**Lo que se pide**
Vuelve a escribir el listado empezando en la línea que contiene "Wildlife-tally request: put a marker on the knit" y terminando en la que contiene "(1091, 547)", ambas incluidas. Sustituye "knit" por "crochet" y deja todo lo demás sin cambios.

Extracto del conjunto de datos
——————————
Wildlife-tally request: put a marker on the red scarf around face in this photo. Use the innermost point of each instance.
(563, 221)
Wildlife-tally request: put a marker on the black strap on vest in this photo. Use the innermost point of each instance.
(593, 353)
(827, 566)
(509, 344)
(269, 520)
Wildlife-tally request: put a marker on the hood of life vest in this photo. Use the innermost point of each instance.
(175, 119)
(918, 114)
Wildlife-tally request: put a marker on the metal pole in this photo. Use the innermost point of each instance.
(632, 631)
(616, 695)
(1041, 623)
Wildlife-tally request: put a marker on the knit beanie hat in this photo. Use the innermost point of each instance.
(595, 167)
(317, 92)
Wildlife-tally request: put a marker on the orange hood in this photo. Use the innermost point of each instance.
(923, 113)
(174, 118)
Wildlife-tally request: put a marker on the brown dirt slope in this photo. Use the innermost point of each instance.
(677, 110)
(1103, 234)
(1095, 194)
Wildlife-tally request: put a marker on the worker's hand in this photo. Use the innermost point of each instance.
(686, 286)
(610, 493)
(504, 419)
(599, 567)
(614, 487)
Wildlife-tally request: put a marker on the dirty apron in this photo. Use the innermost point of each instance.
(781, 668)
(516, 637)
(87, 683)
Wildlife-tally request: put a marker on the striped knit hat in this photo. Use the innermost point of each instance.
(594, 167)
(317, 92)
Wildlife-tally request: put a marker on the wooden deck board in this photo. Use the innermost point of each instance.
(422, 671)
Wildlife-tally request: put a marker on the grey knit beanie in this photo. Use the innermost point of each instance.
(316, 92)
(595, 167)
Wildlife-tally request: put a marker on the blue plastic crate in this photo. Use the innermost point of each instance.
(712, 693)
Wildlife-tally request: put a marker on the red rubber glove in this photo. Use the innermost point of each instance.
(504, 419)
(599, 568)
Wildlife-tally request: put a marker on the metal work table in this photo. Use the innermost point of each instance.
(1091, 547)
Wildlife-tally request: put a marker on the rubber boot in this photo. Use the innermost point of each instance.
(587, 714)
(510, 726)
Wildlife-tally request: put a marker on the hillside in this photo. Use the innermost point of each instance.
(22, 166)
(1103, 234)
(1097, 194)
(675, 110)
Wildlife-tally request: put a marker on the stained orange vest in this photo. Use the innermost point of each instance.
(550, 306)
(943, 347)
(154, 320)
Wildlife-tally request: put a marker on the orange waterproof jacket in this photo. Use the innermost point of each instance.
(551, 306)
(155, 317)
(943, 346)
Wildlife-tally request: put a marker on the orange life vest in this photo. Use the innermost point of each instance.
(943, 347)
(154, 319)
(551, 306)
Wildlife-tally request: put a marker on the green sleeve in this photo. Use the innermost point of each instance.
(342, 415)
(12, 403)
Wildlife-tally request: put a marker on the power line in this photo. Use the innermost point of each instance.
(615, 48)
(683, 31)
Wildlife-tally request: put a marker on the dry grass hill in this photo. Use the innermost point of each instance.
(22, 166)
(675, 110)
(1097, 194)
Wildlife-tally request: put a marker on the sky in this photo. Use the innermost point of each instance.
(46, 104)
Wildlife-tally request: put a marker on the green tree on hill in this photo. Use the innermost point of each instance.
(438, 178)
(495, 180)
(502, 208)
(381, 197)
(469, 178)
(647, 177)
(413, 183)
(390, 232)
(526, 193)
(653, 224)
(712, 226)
——————————
**Resultado correcto**
Wildlife-tally request: put a marker on the crochet beanie hat in this photo. Use the innermost point of each instance.
(595, 167)
(317, 92)
Wildlife-tally request: put a marker on the orange hood in this photo. Use the innermost point of each instance.
(923, 113)
(174, 118)
Wildlife-tally request: put a marker on the brown dirt slope in this photo. Use the innermost point of each instance.
(677, 110)
(1103, 234)
(1095, 194)
Wildlife-tally request: put a marker on the worker's hand in this photo. Use the innermost point of each instance.
(686, 286)
(610, 493)
(504, 419)
(599, 567)
(614, 487)
Wildlife-tally request: put a marker on the dirty apron in this photo. Use the innermost point of each instance.
(781, 668)
(516, 637)
(87, 683)
Wildlife-tally request: put a marker on the striped crochet hat in this photo. Use the innermost point of each instance.
(594, 167)
(317, 92)
Wildlife-tally request: put a marker on the wooden deck board in this photo. Use the innermost point of each instance.
(422, 671)
Wildlife-tally request: put a marker on the grey crochet beanie in this photo. Use the innermost point of each instance.
(316, 92)
(595, 167)
Wildlife-tally request: put a marker on the blue plastic crate in this photo. Use the innermost point of each instance.
(712, 693)
Wildlife-tally request: put a marker on the red rubber glove in this photo. Use the innermost point of each instance.
(504, 419)
(599, 568)
Wildlife-tally request: put a marker on the metal work table in this photo. Use the innermost point of each instance.
(1091, 547)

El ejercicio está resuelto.